*** Text passage ***

Reputation: 19805
i have a problematic json string contains some funky unicode characters
"test":{"foo":"Ig0s\x5C/k\x5C/4jRk"}}
and if I convert using python
import json
s = r'{"test":{"foo":"Ig0s\x5C/k\x5C/4jRk"}}'
json.loads(s)
# Error..
If I can accept to skip/lose the value of these unicode characters, what is the best way to make my json.loads(s)
works?
Upvotes: 0
Views: 2127
Reputation: 153
I'm a bit late for the party, but we were seeing a similar issue, to be precise this one Logstash JSON input with escaped double quote, just for \xXX.
There JS.stringify
created such (per specification) invalid json texts.
The solution is to simply replace the \x
by \u00
, as unicode escaped characters are allowed, while ASCII escaped characters are not.
import json
s = r'{"test":{"foo":"Ig0s\x5C/k\x5C/4jRk"}}'
s = s.replace("\\x", "\\u00")
json.loads(s)
Upvotes: 0
Reputation: 1121266
You don't have JSON; that can be interpreted directly as Python instead. Use ast.literal_eval()
:
>>> import ast
>>> s = r'{"test":{"foo":"Ig0s\x5C/k\x5C/4jRk"}}'
>>> ast.literal_eval(s)

*** End of Text passage ***
*** Excerpted data ***

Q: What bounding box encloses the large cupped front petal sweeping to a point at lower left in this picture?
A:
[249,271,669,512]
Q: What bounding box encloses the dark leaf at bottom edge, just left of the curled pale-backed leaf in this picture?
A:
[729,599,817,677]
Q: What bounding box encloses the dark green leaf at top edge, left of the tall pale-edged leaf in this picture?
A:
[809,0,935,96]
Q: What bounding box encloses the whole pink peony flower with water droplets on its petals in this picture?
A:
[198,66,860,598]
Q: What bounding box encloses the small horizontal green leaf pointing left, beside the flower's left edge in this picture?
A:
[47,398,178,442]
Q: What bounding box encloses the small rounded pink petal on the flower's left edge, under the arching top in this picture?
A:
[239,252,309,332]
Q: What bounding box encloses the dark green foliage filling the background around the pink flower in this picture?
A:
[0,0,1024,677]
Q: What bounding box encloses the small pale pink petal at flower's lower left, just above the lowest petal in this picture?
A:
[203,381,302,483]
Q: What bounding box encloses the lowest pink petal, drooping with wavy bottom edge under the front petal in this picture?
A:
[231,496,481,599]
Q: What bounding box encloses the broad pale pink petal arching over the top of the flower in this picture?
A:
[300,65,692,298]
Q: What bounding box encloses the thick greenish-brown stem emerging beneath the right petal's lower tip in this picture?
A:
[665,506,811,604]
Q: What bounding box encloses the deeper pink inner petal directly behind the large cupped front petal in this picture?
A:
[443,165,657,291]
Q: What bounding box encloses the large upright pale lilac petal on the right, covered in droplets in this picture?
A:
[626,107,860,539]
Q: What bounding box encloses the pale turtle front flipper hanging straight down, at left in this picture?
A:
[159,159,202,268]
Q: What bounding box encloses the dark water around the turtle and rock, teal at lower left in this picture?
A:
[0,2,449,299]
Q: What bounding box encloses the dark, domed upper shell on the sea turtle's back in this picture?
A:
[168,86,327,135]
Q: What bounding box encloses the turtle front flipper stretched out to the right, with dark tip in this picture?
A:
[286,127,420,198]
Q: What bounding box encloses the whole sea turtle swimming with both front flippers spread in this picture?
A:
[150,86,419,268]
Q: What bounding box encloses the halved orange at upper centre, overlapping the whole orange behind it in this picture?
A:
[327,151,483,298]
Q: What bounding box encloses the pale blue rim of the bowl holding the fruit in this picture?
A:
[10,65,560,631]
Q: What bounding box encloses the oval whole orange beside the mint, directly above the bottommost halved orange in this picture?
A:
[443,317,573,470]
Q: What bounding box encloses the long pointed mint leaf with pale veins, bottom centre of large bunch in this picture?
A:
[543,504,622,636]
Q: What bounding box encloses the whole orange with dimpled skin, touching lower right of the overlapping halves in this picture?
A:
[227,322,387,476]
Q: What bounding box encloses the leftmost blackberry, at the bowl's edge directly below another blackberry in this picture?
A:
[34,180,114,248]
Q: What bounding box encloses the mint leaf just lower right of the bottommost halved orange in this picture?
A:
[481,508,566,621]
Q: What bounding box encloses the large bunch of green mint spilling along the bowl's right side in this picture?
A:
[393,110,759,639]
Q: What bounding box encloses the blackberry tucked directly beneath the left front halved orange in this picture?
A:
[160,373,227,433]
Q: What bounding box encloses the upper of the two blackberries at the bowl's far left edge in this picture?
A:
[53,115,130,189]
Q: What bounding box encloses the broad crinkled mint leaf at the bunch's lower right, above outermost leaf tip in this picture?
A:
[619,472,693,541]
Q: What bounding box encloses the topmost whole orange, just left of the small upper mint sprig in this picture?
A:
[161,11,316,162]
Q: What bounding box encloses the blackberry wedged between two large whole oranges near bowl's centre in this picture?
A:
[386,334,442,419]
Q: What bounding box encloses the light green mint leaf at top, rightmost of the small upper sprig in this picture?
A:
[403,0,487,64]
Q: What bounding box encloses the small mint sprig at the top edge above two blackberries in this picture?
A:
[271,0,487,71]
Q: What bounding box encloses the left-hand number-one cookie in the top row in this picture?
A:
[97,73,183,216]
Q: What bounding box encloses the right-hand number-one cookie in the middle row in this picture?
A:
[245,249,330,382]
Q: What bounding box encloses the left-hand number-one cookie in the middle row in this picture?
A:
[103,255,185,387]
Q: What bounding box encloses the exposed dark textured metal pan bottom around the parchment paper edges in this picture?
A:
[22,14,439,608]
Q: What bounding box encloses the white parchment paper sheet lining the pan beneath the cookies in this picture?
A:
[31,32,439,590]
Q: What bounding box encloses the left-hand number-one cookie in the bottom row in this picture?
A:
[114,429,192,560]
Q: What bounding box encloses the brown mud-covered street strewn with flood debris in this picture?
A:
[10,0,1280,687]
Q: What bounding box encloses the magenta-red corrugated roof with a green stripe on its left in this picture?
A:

*** End of Excerpted data ***

## Problems and tasks
1. In the thread about the invalid JSON string, which Python function does the last reply recommend using instead of json.loads?
2. Extend the thread about the invalid JSON string, picking up right after its final line.

## Task-by-task outputs
1. ast.literal_eval()

2.
{'test': {'foo': 'Ig0s\\/k\\/4jRk'}}
The \x5C
is a single backslash, doubled in the Python literal string representation here. The actual string value is:
>>> print _['test']['foo']
Ig0s\/k\/4jRk
This parses the input as Python source, but only allows for literal values; strings, None
, True
, False
, numbers and containers (lists, tuples, dictionaries).
This method is slower than json.loads()
because it does part of the parse-tree processing in pure Python code.
Another approach would be to use a regular expression to replace the \xhh
escape codes with JSON \uhhhh
codes:
import re
escape_sequence = re.compile(r'\\x([a-fA-F0-9]{2})')
def repair(string):
return escape_sequence.sub(r'\\u00\1', string)
Demo:
>>> import json
>>> json.loads(repair(s))
{u'test': {u'foo': u'Ig0s\\/k\\/4jRk'}}
If you can repair the source producing this value to output actual JSON instead that'd be a much better solution.
Upvotes: 1
Reputation: 414079
If the rest of the string apart from invalid \x5c
is a JSON then you could use string-escape
encoding to decode `'\x5c into backslashes:
>>> import json
>>> s = r'{"test":{"foo":"Ig0s\x5C/k\x5C/4jRk"}}'
>>> json.loads(s.decode('string-escape'))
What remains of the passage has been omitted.